**EXERCISE**
Nothing belongs in the answer except the lines of the material that include "rocky".

-- RECORDS FOR PROCESSING follows --

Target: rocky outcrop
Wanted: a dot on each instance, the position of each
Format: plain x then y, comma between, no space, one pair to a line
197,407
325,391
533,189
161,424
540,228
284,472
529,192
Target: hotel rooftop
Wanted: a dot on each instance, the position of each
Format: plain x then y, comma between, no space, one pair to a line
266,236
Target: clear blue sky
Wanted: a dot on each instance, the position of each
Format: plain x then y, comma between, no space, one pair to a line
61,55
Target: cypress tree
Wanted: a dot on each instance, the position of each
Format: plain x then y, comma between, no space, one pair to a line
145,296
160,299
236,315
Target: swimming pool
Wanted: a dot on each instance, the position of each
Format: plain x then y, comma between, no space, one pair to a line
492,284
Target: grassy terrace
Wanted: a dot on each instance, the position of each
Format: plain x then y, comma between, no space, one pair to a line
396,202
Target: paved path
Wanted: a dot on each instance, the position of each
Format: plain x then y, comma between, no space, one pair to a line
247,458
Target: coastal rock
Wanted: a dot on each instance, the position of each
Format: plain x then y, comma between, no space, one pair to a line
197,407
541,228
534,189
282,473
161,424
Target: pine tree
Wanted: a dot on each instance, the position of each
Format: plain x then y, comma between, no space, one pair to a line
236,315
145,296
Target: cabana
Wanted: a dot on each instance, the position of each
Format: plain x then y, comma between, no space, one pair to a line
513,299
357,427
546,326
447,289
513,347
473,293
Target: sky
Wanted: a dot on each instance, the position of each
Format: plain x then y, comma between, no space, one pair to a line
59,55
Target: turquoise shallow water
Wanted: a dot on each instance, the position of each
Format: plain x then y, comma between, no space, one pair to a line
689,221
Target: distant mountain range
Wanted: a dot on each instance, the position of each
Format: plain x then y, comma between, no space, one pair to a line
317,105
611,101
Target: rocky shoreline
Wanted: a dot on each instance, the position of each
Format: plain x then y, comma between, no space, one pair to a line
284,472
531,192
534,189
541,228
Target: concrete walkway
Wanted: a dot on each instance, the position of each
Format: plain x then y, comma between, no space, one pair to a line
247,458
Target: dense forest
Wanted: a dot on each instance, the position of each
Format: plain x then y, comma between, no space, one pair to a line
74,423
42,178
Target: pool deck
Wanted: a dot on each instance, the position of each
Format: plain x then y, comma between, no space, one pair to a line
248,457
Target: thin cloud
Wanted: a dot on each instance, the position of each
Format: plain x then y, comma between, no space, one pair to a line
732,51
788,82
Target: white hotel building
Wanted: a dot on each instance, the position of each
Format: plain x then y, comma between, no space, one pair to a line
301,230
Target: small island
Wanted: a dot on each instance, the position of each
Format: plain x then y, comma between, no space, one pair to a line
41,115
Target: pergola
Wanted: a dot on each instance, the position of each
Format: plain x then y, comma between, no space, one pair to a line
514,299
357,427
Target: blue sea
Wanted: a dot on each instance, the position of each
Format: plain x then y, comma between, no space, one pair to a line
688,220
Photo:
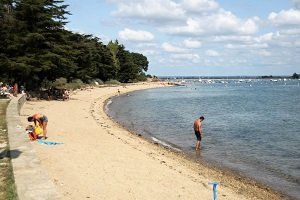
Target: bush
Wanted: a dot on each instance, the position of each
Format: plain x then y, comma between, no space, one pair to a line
75,84
112,82
96,82
60,83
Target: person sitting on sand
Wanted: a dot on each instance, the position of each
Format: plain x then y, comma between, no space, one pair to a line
42,120
198,131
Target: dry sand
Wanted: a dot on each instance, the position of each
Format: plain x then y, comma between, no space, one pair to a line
101,160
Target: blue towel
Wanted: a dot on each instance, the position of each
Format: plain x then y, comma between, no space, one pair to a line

-- RECORDS FOR PROCESSING concluded --

**REPLY**
Target: rocky outcrop
Target: rocky shoreline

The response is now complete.